(Natural-language object grounding data)
....................
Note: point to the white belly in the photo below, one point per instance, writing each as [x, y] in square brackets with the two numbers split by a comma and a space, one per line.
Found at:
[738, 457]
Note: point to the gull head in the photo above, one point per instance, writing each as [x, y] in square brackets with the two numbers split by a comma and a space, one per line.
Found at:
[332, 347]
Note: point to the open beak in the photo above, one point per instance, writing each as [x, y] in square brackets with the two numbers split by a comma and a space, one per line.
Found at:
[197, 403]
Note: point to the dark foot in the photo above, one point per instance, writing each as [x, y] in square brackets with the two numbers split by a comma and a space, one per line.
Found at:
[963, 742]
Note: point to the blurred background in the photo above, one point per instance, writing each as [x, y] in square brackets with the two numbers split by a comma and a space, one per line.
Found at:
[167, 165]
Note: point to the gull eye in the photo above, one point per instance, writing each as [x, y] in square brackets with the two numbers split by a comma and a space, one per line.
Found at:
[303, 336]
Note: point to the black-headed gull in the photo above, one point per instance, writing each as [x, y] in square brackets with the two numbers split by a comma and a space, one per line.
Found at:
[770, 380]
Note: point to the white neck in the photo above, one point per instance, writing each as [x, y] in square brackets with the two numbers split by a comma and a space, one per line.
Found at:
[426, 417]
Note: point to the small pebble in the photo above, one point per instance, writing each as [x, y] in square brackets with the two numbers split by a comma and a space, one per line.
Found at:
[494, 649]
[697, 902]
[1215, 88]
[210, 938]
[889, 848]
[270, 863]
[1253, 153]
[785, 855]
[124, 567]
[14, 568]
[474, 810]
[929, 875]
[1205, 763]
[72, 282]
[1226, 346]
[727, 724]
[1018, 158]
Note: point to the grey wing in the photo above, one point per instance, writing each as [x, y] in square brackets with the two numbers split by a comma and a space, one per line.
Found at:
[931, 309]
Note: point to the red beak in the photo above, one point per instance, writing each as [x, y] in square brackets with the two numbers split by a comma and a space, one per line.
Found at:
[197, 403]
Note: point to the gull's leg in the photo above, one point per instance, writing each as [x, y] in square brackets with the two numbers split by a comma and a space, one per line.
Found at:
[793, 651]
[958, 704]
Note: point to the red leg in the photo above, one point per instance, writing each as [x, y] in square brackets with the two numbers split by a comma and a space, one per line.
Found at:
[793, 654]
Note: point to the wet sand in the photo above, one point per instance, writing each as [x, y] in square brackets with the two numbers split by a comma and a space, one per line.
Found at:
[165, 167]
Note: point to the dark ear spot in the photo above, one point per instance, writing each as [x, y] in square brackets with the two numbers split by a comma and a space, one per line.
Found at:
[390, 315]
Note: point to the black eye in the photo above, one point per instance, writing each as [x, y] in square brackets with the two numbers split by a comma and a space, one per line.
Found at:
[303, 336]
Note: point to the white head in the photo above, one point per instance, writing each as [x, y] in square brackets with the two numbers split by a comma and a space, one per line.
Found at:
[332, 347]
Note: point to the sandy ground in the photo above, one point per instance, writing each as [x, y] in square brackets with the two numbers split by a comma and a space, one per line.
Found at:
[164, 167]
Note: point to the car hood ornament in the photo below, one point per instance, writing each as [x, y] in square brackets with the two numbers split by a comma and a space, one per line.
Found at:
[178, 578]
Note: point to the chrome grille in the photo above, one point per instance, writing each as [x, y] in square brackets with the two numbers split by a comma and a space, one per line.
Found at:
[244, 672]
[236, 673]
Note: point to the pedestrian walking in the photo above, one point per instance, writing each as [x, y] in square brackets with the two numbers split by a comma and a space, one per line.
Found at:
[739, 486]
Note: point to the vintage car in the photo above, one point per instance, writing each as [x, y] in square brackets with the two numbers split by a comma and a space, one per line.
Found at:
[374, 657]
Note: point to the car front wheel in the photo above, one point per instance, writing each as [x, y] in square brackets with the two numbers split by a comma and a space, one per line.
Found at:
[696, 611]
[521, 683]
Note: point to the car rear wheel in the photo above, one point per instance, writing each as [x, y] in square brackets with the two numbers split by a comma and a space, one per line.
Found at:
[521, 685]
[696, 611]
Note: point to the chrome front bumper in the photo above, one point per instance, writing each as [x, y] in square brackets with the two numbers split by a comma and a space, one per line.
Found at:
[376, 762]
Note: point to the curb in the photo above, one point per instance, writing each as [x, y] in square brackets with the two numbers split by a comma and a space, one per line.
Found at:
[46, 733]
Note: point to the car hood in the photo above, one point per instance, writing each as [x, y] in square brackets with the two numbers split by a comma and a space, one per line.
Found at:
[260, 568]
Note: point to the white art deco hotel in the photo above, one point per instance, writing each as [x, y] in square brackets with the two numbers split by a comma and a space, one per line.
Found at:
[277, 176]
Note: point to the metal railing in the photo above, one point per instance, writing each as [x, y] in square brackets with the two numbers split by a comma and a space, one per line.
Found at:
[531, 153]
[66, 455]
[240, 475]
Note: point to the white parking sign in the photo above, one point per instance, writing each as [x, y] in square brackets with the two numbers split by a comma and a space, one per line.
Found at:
....................
What is expected: A copy of each line above that holds the word "dark" is the expected answer.

Written solution:
Note: point to the dark foot in the photo above, one point per instance, writing each as [x, y] in square brackets with the two numbers split by a comma and a space, one per line.
Note: point to the dark ear spot in the photo above, one point per instance, writing each as [x, y] in square brackets with the two numbers split by a comma and a space, one per line.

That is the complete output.